-- Recorded data follows --

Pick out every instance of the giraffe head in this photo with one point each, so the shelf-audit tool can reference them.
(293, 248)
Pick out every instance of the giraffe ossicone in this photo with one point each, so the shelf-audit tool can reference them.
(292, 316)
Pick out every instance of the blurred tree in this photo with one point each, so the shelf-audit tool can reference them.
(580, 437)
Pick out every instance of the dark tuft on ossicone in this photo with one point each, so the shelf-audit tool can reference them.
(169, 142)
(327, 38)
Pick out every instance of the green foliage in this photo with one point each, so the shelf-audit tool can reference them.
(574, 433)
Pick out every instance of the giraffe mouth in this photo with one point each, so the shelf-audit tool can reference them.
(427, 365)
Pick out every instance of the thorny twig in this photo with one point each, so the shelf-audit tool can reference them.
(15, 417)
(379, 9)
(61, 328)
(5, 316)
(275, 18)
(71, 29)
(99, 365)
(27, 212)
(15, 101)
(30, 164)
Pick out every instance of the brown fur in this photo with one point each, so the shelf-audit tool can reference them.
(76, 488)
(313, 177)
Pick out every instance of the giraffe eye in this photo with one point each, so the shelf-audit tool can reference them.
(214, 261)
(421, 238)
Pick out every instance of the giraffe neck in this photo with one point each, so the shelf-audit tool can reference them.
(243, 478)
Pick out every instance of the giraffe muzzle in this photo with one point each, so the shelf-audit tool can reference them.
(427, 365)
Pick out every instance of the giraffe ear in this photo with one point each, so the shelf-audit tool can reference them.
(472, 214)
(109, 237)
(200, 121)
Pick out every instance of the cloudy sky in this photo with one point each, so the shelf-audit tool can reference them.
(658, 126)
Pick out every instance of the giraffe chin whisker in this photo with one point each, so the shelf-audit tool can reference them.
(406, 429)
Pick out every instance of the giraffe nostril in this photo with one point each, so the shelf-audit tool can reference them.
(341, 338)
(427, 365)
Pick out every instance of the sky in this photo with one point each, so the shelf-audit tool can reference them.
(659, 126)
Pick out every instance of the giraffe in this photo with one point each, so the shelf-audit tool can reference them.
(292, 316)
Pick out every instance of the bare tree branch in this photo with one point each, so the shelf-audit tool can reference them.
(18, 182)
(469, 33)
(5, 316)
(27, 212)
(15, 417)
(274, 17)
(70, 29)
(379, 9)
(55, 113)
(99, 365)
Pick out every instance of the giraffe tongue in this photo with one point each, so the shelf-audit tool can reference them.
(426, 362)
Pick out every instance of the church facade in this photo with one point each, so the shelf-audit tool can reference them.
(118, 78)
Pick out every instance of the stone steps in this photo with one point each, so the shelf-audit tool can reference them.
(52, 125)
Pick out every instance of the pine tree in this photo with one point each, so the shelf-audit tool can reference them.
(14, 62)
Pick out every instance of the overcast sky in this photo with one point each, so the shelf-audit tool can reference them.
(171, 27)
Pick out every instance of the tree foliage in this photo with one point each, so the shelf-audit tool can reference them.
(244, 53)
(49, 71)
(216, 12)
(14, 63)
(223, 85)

-- Recorded data concluded --

Exercise instructions:
Write the entries above out again, verbatim.

Exercise response:
Pick out every instance of the giraffe head in this photo with one point each, so the shelf-audit tool can reference them.
(293, 248)
Pick out every instance of the giraffe ossicone in this photo with one point each, so the shelf-audit tool can reference them.
(292, 316)
Pick out every instance of the blurred tree in this photo with one point each, so the shelf-audit tool can reference them.
(580, 437)
Pick out every instance of the dark tuft on ossicone in this photo with one point each, so the shelf-audit tool can reference them.
(169, 142)
(327, 38)
Pick out every instance of the green foliage in this photo with one point each, so the shelf-audit tool can reference them.
(574, 433)
Pick out every instance of the giraffe mouth in this photo with one point each, so the shelf-audit tool can reference them.
(427, 365)
Pick out every instance of the thorny twig in this photo with one point each, so the shelf-audit tool can reference them.
(15, 417)
(379, 9)
(61, 328)
(5, 316)
(275, 18)
(71, 29)
(99, 365)
(27, 212)
(15, 101)
(30, 164)
Pick out every instance of the brown fur in this photo with one point each, so the shelf-audit tool can reference them.
(76, 488)
(313, 177)
Pick out every instance of the giraffe eye in this photo with one point each, so the shelf-audit tool can reference them.
(214, 261)
(421, 238)
Pick out every instance of the giraffe neck in this photo with one point each, so the shelf-audit tool can reference them.
(243, 478)
Pick out every instance of the giraffe muzzle in this photo with one point each, so the shelf-audit tool can reference them.
(427, 365)
Pick out every instance of the giraffe ear in this photo with one point each, so the shelf-audit tool can reference them.
(472, 214)
(109, 237)
(200, 121)
Pick out every instance of the cloudy sky in this photo with one point each, so the shelf-audit tool can reference them.
(658, 126)
Pick out every instance of the giraffe chin whisker in this photo with one point each, so the shelf-audit tool can reference them.
(406, 429)
Pick out every instance of the giraffe nostril in this photo with one point each, so the shelf-audit tool can reference them.
(341, 338)
(427, 365)
Pick out every instance of the sky in this photo with one point each, so the shelf-audit tool can reference them.
(659, 126)
Pick out every instance of the giraffe in this photo with one point each, so the shelf-audit tool can reference them.
(292, 316)
Pick out every instance of the bare tree branch in this photo with one point each, so the shelf-audit tool can reference them.
(18, 182)
(469, 33)
(5, 316)
(27, 212)
(15, 417)
(274, 17)
(70, 29)
(379, 9)
(55, 113)
(99, 365)
Pick out every instance of the giraffe tongue in this photo with one point each, so the shelf-audit tool can reference them.
(426, 362)
Pick out every instance of the church facade in this photo with one point each, so the shelf-audit tool can reference them.
(118, 78)
Pick out every instance of the stone steps in this photo with one point each, so the shelf-audit tool can reference them.
(52, 125)
Pick out every instance of the pine tree in this photo with one point each, so the shelf-audit tool can reference them.
(14, 62)
Pick out every instance of the overcast sky in this photo with one point each, so the shelf-audit tool can reference them.
(171, 27)
Pick out every instance of the tree foliage in this photo with one point each, so the shelf-audit tool can reference them.
(244, 53)
(49, 71)
(216, 12)
(14, 63)
(223, 85)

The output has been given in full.